* begin *
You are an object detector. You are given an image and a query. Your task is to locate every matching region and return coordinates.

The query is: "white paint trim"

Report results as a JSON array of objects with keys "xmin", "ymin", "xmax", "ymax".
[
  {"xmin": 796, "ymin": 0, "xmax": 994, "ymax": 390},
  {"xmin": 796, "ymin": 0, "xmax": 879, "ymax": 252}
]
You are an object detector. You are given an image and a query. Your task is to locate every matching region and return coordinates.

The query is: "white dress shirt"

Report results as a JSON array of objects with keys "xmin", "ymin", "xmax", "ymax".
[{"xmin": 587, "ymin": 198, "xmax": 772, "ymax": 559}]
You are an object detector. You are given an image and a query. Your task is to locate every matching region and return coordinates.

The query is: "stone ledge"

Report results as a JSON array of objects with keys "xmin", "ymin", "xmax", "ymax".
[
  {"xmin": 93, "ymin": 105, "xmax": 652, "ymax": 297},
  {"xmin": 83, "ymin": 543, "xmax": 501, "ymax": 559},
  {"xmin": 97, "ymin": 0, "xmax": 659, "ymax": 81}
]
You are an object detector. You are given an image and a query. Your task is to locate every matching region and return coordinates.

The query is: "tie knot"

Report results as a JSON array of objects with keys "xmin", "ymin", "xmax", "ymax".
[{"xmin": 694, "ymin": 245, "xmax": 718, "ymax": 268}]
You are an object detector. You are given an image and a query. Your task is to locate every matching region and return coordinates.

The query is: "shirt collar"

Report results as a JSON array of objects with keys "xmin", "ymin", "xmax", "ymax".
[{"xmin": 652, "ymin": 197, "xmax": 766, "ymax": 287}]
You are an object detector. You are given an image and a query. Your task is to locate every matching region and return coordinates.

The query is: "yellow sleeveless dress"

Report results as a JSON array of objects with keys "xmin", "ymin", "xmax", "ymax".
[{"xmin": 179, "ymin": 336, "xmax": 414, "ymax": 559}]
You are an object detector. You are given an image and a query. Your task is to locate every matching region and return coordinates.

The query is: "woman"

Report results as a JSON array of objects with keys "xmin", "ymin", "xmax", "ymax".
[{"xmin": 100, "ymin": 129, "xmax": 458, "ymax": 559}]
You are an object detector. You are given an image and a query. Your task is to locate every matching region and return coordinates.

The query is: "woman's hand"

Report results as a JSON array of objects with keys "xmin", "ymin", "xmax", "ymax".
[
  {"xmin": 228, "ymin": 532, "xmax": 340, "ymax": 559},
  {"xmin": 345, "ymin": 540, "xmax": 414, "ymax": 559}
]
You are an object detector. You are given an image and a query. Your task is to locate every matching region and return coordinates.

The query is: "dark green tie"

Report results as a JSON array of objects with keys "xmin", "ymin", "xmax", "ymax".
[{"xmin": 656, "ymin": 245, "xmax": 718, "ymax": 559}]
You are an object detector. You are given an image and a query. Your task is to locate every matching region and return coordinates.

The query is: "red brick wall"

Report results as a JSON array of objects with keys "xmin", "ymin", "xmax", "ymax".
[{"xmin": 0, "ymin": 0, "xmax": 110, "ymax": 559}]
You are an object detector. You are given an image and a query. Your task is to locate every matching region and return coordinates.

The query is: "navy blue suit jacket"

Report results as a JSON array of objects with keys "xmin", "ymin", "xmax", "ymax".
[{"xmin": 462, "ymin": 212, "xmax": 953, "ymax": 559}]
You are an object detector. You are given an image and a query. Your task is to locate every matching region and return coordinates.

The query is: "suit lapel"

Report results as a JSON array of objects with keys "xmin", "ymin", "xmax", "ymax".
* end *
Collect every line in the listing above that contains the string "dress". Case counts, so a match must have the same capitalization.

The query is: "white dress shirt"
The query is: "yellow sleeveless dress"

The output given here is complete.